Problem description: Find each line in the records below that contains the word "water", and copy those lines out in full.

** begin Data rows **

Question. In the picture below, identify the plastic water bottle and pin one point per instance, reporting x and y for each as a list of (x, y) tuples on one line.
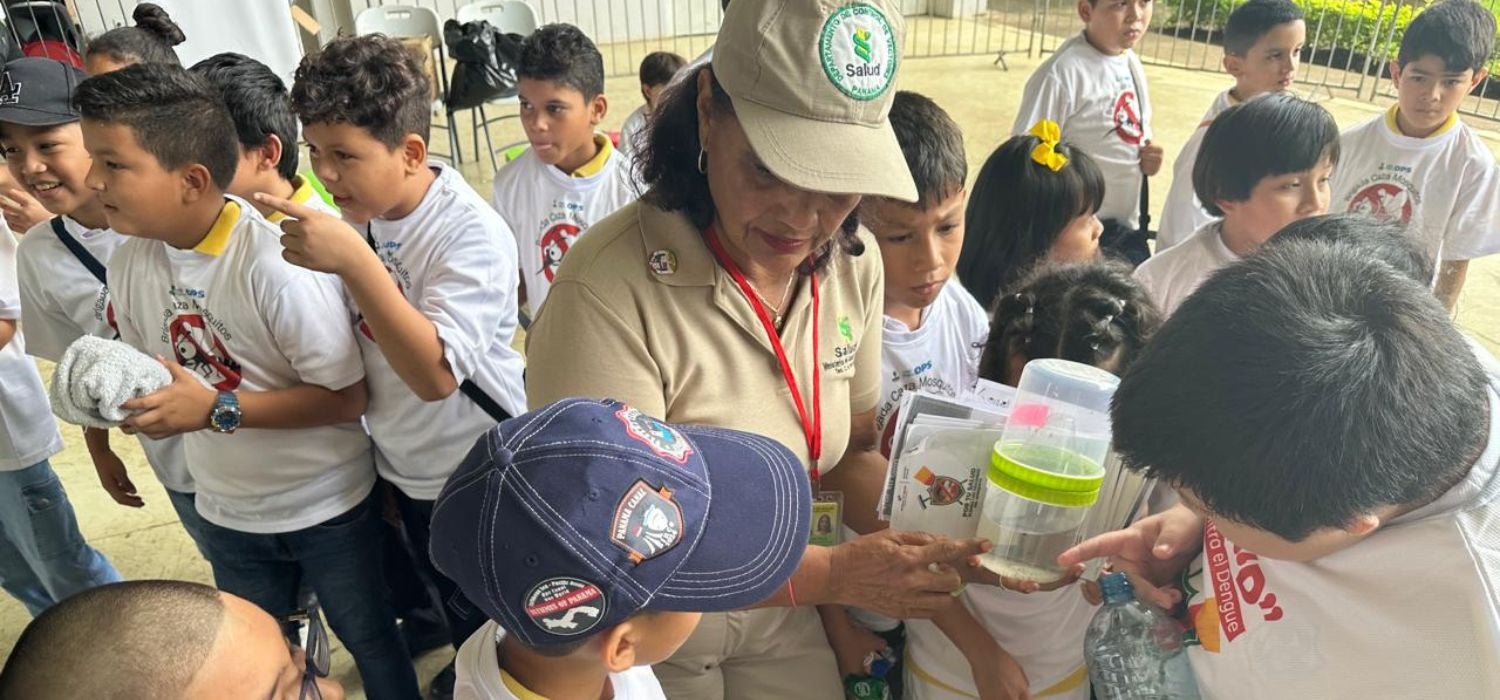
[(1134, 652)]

** end Data rows **
** begin Data rows **

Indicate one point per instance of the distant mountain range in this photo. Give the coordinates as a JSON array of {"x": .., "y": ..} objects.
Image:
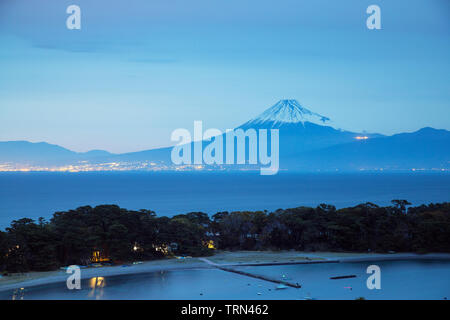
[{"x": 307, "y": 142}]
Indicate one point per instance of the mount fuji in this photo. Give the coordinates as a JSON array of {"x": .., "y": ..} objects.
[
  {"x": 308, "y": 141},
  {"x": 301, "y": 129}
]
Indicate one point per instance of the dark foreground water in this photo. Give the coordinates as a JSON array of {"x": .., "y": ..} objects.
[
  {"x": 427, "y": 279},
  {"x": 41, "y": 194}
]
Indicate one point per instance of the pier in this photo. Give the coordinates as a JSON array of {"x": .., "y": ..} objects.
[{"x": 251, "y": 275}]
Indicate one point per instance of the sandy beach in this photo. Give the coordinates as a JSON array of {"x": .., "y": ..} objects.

** end Data rows **
** begin Data rows **

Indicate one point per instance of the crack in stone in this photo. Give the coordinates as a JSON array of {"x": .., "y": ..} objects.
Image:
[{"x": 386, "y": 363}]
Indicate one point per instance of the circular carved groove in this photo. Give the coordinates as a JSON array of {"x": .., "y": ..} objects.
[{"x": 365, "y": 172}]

** end Data rows **

Answer to the exercise:
Question. In the picture below, identify the plastic water bottle and pin one point per instance, reporting x and y for each as a list of (x, y) tuples on one line.
Indicate one point per instance of the dark foreground water in this photo. Give the coordinates as a JSON array of {"x": .., "y": ..} objects.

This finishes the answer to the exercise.